## Exercise instructions
Track down every line below that holds "cygnet" and copy it.

## Material shown
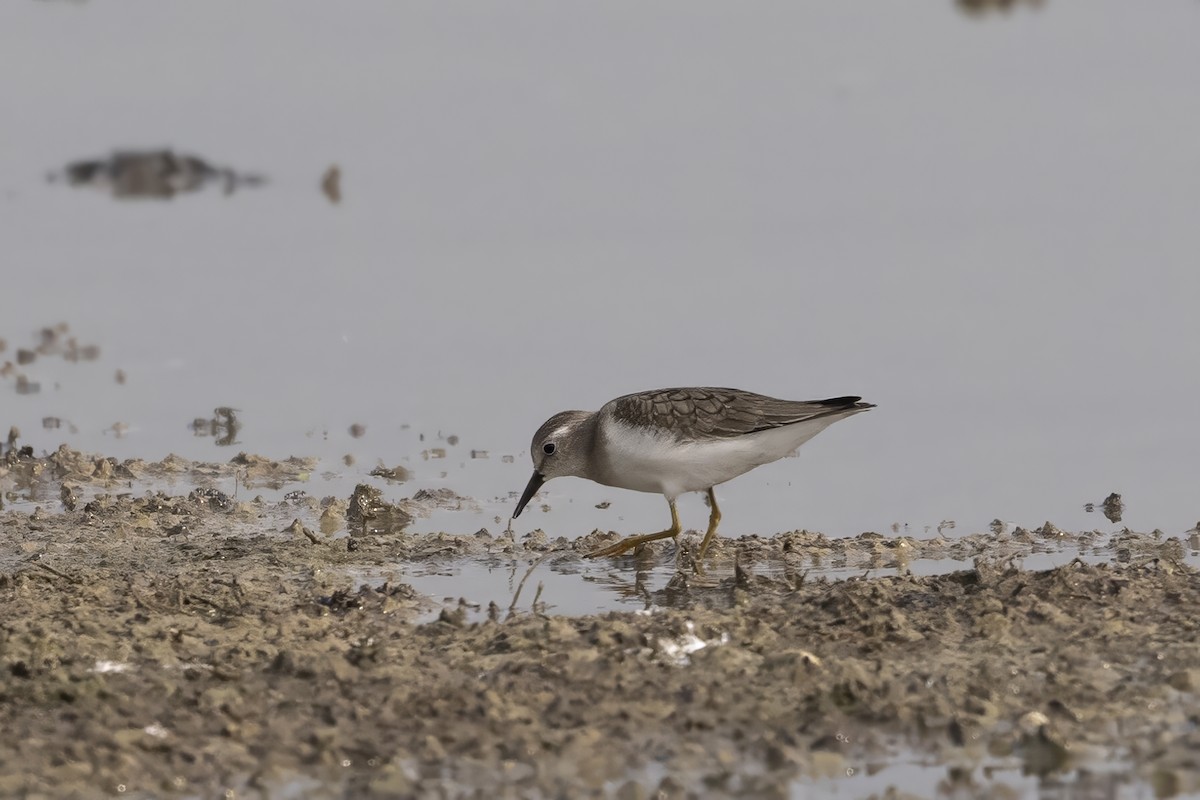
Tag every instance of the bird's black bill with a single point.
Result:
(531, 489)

---

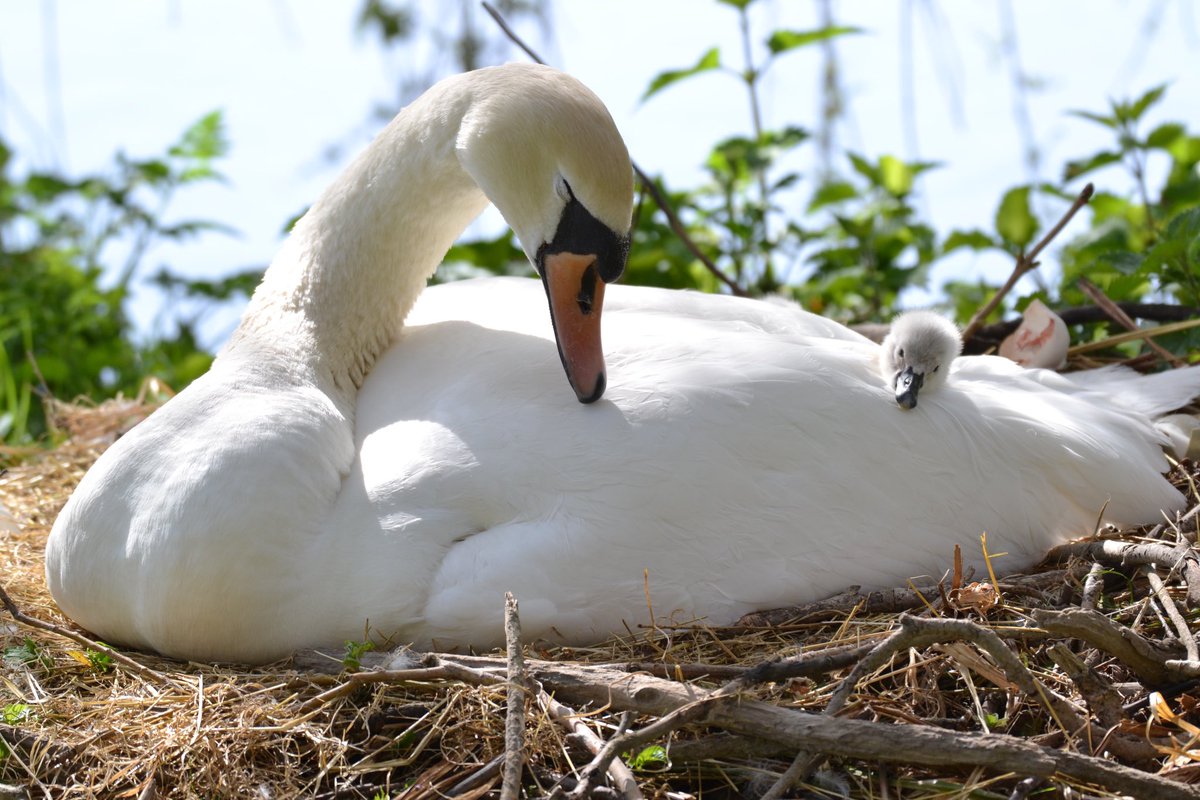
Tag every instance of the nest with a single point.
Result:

---

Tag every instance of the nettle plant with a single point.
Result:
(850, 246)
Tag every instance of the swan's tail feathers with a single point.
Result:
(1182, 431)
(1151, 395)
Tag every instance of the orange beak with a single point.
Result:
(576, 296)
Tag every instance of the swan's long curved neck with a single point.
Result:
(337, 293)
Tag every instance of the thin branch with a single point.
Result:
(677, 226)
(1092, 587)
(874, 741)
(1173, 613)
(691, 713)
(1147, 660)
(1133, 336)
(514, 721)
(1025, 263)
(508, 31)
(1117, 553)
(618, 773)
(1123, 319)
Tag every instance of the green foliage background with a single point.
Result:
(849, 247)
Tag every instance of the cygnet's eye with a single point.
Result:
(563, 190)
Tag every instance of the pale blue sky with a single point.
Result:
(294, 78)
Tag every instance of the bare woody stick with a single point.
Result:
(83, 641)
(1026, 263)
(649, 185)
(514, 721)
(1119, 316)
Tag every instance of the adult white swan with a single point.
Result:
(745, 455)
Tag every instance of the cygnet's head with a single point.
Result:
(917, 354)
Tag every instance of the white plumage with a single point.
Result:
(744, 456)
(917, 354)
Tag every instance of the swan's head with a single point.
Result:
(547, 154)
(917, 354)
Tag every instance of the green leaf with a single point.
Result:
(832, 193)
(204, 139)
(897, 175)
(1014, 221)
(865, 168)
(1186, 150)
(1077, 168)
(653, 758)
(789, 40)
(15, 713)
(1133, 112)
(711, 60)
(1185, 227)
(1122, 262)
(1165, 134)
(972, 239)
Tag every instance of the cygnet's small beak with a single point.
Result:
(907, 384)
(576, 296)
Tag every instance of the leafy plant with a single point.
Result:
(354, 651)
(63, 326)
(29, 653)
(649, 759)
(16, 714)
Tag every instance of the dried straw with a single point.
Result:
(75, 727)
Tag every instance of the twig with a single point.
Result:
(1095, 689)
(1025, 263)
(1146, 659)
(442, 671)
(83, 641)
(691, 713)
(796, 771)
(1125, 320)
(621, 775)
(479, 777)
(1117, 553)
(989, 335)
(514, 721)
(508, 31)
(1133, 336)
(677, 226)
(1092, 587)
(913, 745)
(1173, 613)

## Your solution
Tag every instance of the cygnet's eye with a single point.
Tag every instance of the cygnet's head with a single point.
Tag every instance of the cygnet's small beak with a single point.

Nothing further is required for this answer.